SHORT TASK:
Write out every entry exactly as given, but omit the pictures.

Collected data
^^^^^^^^
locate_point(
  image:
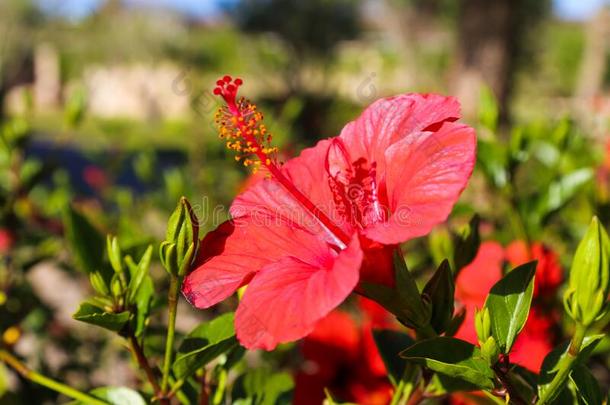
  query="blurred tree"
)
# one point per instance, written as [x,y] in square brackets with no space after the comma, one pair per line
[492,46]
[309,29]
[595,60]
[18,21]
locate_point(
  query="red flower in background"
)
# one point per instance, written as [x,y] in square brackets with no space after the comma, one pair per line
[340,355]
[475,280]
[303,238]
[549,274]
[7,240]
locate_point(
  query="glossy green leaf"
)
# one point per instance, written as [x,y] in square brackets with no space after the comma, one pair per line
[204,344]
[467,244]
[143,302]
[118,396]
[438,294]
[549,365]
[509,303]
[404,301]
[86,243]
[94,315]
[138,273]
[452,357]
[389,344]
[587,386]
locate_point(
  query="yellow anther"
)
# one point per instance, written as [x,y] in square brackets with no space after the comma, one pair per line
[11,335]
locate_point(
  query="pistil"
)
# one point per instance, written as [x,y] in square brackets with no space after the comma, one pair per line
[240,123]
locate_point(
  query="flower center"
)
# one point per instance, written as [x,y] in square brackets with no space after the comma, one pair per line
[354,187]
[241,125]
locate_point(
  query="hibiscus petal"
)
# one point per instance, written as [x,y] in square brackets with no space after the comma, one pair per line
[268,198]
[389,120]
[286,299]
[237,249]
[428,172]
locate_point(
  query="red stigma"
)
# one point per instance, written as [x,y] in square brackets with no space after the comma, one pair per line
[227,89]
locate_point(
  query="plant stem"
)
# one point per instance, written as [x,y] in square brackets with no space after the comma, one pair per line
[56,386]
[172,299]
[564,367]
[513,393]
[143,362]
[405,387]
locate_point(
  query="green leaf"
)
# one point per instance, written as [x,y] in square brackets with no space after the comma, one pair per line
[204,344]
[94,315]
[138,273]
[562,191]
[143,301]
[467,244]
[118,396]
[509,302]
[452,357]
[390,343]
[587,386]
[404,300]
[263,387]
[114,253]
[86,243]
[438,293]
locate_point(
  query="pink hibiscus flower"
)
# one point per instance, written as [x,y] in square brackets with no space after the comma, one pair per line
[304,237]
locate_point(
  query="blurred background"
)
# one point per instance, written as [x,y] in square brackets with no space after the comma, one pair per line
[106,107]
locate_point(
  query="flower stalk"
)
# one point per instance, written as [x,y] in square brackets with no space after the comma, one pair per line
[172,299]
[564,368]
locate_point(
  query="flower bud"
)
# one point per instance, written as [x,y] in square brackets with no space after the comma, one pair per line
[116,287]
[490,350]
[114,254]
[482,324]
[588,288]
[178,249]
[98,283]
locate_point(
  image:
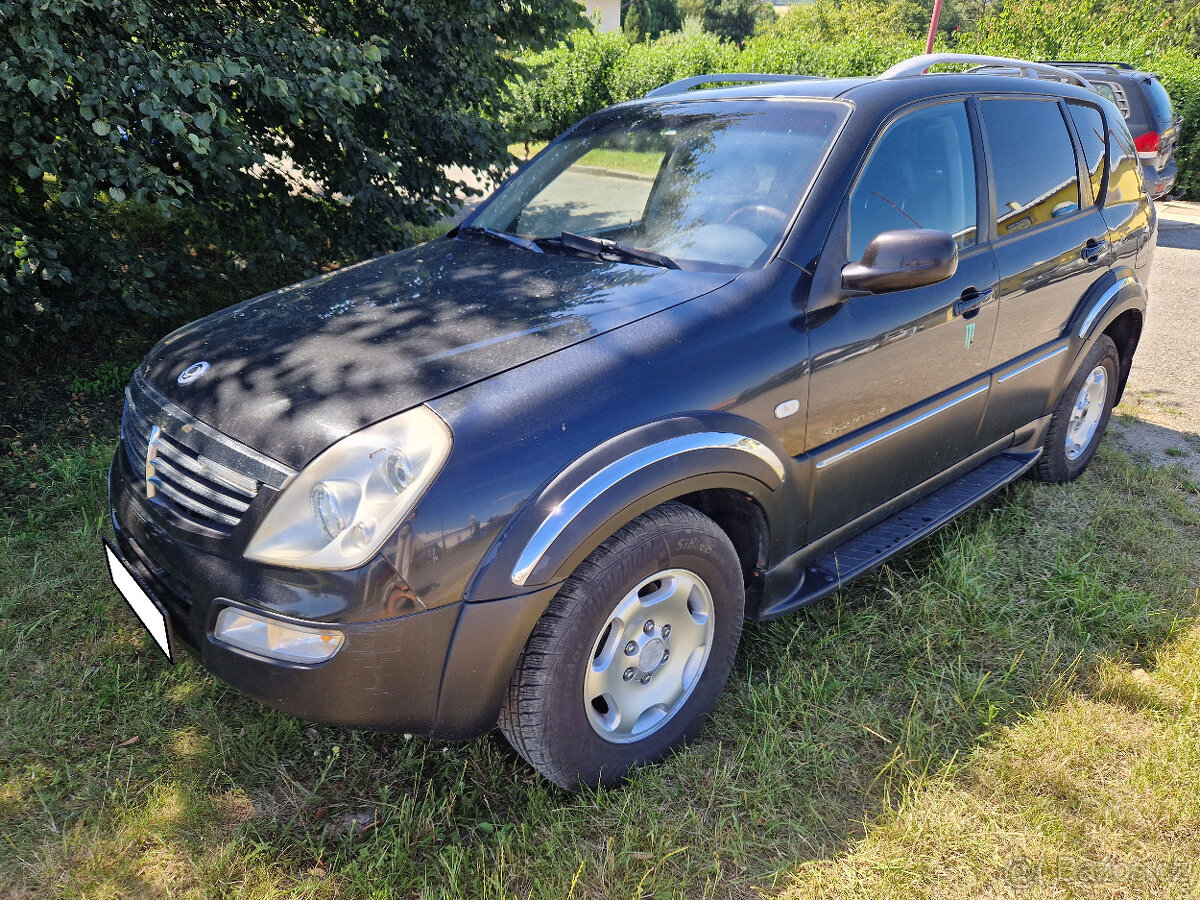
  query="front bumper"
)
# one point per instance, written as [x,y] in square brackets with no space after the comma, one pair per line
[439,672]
^^^^^^^^
OUTPUT OF THE TASK:
locate_point(
  image:
  query="blurred tree"
)
# one point per instance, written as [x,y] in square brackets with no space after the comma, one pair per line
[492,46]
[309,29]
[595,60]
[18,21]
locate_point(
  query="red flower in background"
)
# one point per instance, written as [x,y] in square brackets with no space after the comma, one pair per line
[340,355]
[475,280]
[303,238]
[549,274]
[7,240]
locate_point(
  query="glossy green leaf"
)
# one point per instance, written as [x,y] in square brackets with no space after the comma, one pair per line
[204,344]
[467,244]
[143,302]
[118,396]
[438,294]
[549,365]
[509,303]
[404,301]
[86,243]
[94,315]
[138,273]
[452,357]
[389,344]
[587,386]
locate_point(
  query="yellow anther"
)
# one point per instance, written as [x,y] in square brackets with no space after the comma, one pair per line
[11,335]
locate_point(
  query="pistil"
)
# one point per instance, written as [x,y] in square brackets with no space after the comma, one pair per line
[240,123]
locate_point(
  query="flower center"
)
# one point per instance, written as [x,y] in square brackets with no space after the comma, one pair per line
[354,187]
[241,125]
locate_point(
  query="hibiscus petal"
)
# one point per instance, written as [x,y] in square brackets with no space after the comma, one pair per line
[268,198]
[389,120]
[286,299]
[237,249]
[428,172]
locate_point(
  query="red stigma"
)
# one point per instance, written as [x,y] in square brackets with no space after the comma, one pair per line
[227,89]
locate_point(
  query="plant stem"
)
# one point per instance, written as [x,y] in square brackets with no space after the comma, one pair per line
[56,386]
[172,299]
[564,367]
[513,393]
[143,362]
[405,387]
locate_point(
  query="green leaf"
)
# one point per instance, written as [x,y] in square brackets with no space after the comma, one pair per line
[204,344]
[94,315]
[138,273]
[562,191]
[143,301]
[467,244]
[118,396]
[509,302]
[452,357]
[390,343]
[587,386]
[404,300]
[263,387]
[114,253]
[86,243]
[438,293]
locate_point(
  query="pink hibiscus flower"
)
# one point per instance, written as [x,y] in square brackets with no space after the comma, one pair per line
[304,237]
locate_point(
  query="blurred background"
)
# one point per instance, written as [x,y] in square brackets with no space after the comma, one pair per line
[106,107]
locate_point(
  query="flower stalk"
)
# one point per instance, written as [x,y] in square brackets with no space after the comma, one pair per line
[172,299]
[564,368]
locate_point(
  query="flower bud"
)
# one point per instance, written as [x,y] in square brackets with no space after the comma, one pair per line
[116,287]
[490,350]
[114,254]
[482,324]
[588,288]
[178,249]
[98,283]
locate_point(
  image:
  query="front bumper"
)
# one point per instance, written as [x,y] in square brackets with no space after the comma, one pair per line
[439,672]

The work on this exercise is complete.